**WORK TASK:** Please output the data exactly, without omitting anything.

+ + + + + + +

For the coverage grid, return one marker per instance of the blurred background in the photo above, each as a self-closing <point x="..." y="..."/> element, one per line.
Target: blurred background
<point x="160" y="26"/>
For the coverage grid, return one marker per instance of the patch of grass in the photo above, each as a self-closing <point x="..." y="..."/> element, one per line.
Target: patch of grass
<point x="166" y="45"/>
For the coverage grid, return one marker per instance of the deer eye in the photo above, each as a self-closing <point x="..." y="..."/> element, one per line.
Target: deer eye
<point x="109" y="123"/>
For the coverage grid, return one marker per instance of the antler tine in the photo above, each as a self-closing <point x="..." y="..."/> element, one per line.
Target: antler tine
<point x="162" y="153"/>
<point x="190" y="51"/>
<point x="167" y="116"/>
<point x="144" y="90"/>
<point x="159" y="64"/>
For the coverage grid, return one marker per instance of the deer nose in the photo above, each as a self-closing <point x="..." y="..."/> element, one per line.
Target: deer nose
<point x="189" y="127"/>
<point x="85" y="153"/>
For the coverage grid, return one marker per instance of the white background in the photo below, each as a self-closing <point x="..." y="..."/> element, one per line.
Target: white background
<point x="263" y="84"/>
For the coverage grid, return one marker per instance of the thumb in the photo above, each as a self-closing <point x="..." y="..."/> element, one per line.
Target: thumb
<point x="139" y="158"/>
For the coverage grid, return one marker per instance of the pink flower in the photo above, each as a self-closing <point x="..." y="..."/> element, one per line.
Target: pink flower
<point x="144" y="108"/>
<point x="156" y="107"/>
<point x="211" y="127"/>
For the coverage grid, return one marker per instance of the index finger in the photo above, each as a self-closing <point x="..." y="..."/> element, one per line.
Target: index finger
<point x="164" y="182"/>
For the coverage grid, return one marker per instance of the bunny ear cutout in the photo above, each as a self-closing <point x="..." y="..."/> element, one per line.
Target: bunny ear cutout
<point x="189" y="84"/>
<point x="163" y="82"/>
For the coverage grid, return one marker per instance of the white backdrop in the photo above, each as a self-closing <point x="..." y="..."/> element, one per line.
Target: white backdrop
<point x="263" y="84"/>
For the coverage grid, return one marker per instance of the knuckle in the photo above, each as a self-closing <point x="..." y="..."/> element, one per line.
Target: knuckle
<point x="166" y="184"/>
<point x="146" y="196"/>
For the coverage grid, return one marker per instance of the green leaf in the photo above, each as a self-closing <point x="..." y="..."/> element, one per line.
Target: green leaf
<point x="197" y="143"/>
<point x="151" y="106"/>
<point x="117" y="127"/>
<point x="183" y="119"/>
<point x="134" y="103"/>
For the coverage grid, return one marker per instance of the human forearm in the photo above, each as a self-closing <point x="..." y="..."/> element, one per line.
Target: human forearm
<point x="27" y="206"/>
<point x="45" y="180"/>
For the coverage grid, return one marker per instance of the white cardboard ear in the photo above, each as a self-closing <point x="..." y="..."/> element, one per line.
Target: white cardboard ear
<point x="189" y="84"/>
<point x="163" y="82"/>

+ + + + + + +

**TASK RESULT:**
For the coverage grid, return one marker per instance of the blurred background in the photo above, each as a self-closing <point x="..." y="..."/> element, one per line.
Target: blurred background
<point x="160" y="26"/>
For the coverage grid, return one marker per instance of the patch of grass in the photo above, each as a self-closing <point x="..." y="..."/> element, one per line.
Target: patch of grass
<point x="166" y="45"/>
For the coverage grid, return one marker per instance of the deer eye in the photo above, each as a self-closing <point x="..." y="..."/> element, one per line.
Target: deer eye
<point x="109" y="123"/>
For the coverage grid, return one marker per instance of the antler tine in the photo above, each as a self-closing <point x="..." y="..."/> element, one per line.
Target: antler tine
<point x="162" y="153"/>
<point x="190" y="51"/>
<point x="167" y="116"/>
<point x="144" y="90"/>
<point x="159" y="64"/>
For the coverage grid, return one marker per instance of the deer nose in the photo above, each as a self-closing <point x="..." y="..."/> element, one per line.
Target: deer nose
<point x="189" y="127"/>
<point x="85" y="153"/>
For the coverage grid, return one marker per instance of the white background in the photo below, each as a self-closing <point x="..." y="..."/> element, one per line.
Target: white background
<point x="263" y="84"/>
For the coverage grid, return one marker per instance of the thumb in the photo above, each as a self-closing <point x="..." y="..."/> element, one per line.
Target: thumb
<point x="139" y="158"/>
For the coverage grid, return one marker per instance of the pink flower in the photo above, each as a self-closing <point x="..." y="..."/> element, one per line.
Target: pink flower
<point x="144" y="108"/>
<point x="156" y="107"/>
<point x="211" y="127"/>
For the coverage grid, return one marker per instance of the index finger in the photo above, each as a self-closing <point x="..." y="..."/> element, one per line.
Target: index finger
<point x="164" y="182"/>
For the coverage grid, return one marker per instance of the bunny ear cutout in the photo above, each as a self-closing <point x="..." y="..."/> element, one per line.
Target: bunny ear cutout
<point x="189" y="84"/>
<point x="163" y="82"/>
For the coverage grid, return one marker per instance of the white backdrop in the photo above, each as a self-closing <point x="..." y="..."/> element, one per line.
Target: white backdrop
<point x="263" y="84"/>
For the coverage grid, return one marker per instance of the knuckle in the photo above, each as a self-closing <point x="..." y="..."/> element, one per line.
Target: knuckle
<point x="166" y="184"/>
<point x="146" y="196"/>
For the coverage grid, return one marker per instance of the green leaf in the photo above, each as a self-closing <point x="..." y="..."/> element, one per line.
Target: green leaf
<point x="197" y="143"/>
<point x="151" y="106"/>
<point x="117" y="127"/>
<point x="183" y="119"/>
<point x="134" y="103"/>
For the coverage grid, return one marker per instance of the human forearm in the photo above, each as a self-closing <point x="..." y="..."/> element, one per line.
Target: human forearm
<point x="27" y="206"/>
<point x="45" y="180"/>
For the coverage grid, return one marker per instance of the white cardboard ear in the photo above, each as a self-closing <point x="..." y="..."/> element, one per line.
Target: white cardboard ear
<point x="189" y="84"/>
<point x="163" y="82"/>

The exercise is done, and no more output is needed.